[DIRECTION 1] According to the passage on the single European currency, how large did the European Commission estimate the transactional costs of doing business within the Single Market to be?
[DIRECTION 2] Reproduce the stored records that follow the passage, character for character, but leave out the picture.

[SOURCE]
■ ■ ■
Does the EMU project pass or fail the test? Would it advance or betray the interests of our people? No such step could possibly be contemplated without the greatest possible measure of prior thought and careful preparation. And a detailed balance sheet of advantages, costs, and risks will need to be drawn up.
So far the debate has had too much of the character of a "dialogue of the deaf". Each side has advanced its own case. Neither has been sufficiently willing to examine and to address the arguments of the other. The following paragraphs attempt to do just that.
The prospective attractions of a single currency are momentuous. We would have willingly paid a high price indeed for shelter from the currency crises which have beset us intermittently, and very destructively, over the past 30 years when we were experiencing them - though memories are short. No trading nation can for long disinterest itself in the value of its currency in relation to those of its major trading partners, and crises are inevitable from time to time under a regime of fragmented currencies. On the other hand, it can be argued that the Euro would still fluctuate against the US dollar and the yen. But our exposure to such fluctuations would be greatly reduced, partially because from the outset a much reduced proportion of our trade would be exposed to them - less than half - and partially because a large part of EU trade with third countries would most probably over time come to be denominated in the Euro itself.
Among the further important advantages of EMU would be the removal of the foreign exchange and other transactional costs of doing business within the Single Market. The European Commission have estimated these at 0.4% of GDP. Those opposed in principle to monetary union have tended to argue that this figure indicates that the burden is not significant. Nevertheless it amounts to a trade tax for the UK of £3 billion per annum at the present time. That burden will not be without economic consequences, and falls disproportionately on exporters rather than importers (the buyer usually specifies the currency) and on smaller businesses (who cannot negotiate such good terms with their banks, and who will often lose 2-3% on converting currency, and in addition face charges for clearing foreign currency cheques and drafts, and delays in being credited with payments). Even more significant for such businesses are the risks of dealing in other currencies. Taken together, these two factors certainly deter some small firms from seeking business elsewhere in the Single Market, or cause them to lose business by increasing their prices to take account of these costs. In those circumstances, trade, output, and employment are all lost, and wealth forgone.
■ ■ ■
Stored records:
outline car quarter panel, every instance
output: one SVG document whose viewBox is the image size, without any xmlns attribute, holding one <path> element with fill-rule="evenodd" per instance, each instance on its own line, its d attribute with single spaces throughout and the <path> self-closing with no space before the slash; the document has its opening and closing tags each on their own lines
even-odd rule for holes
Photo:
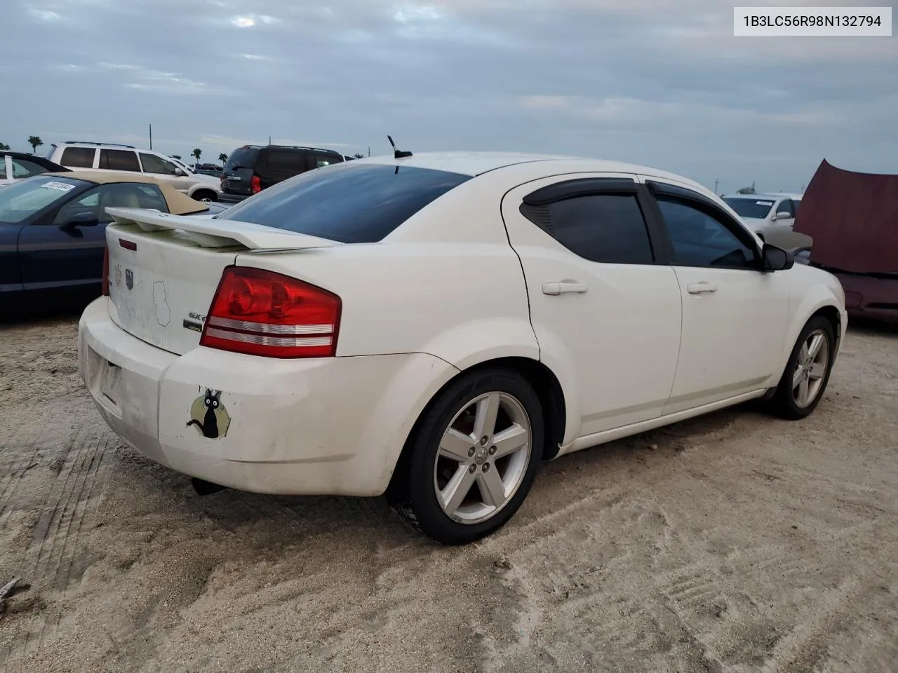
<svg viewBox="0 0 898 673">
<path fill-rule="evenodd" d="M 80 371 L 101 415 L 147 458 L 224 486 L 379 495 L 415 420 L 458 373 L 425 354 L 264 367 L 201 346 L 179 356 L 119 329 L 108 302 L 92 303 L 79 326 Z M 220 402 L 212 434 L 207 389 Z"/>
</svg>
■ ■ ■
[FINAL ANSWER 1] 0.4% of GDP.

[FINAL ANSWER 2]
outline car quarter panel, every instance
output: one SVG document whose viewBox is the image size, without any xmlns attribute, holding one <path> element with fill-rule="evenodd" per instance, each instance on its own line, its d attribute with single spaces throughout and the <path> self-closing with no space before the slash; the document has its opening and closing tags each on their own lines
even-odd rule for holes
Photo:
<svg viewBox="0 0 898 673">
<path fill-rule="evenodd" d="M 80 371 L 101 415 L 147 458 L 224 486 L 379 495 L 415 420 L 458 373 L 425 354 L 264 367 L 201 346 L 179 356 L 119 329 L 108 302 L 92 303 L 79 326 Z M 220 402 L 212 434 L 207 389 Z"/>
</svg>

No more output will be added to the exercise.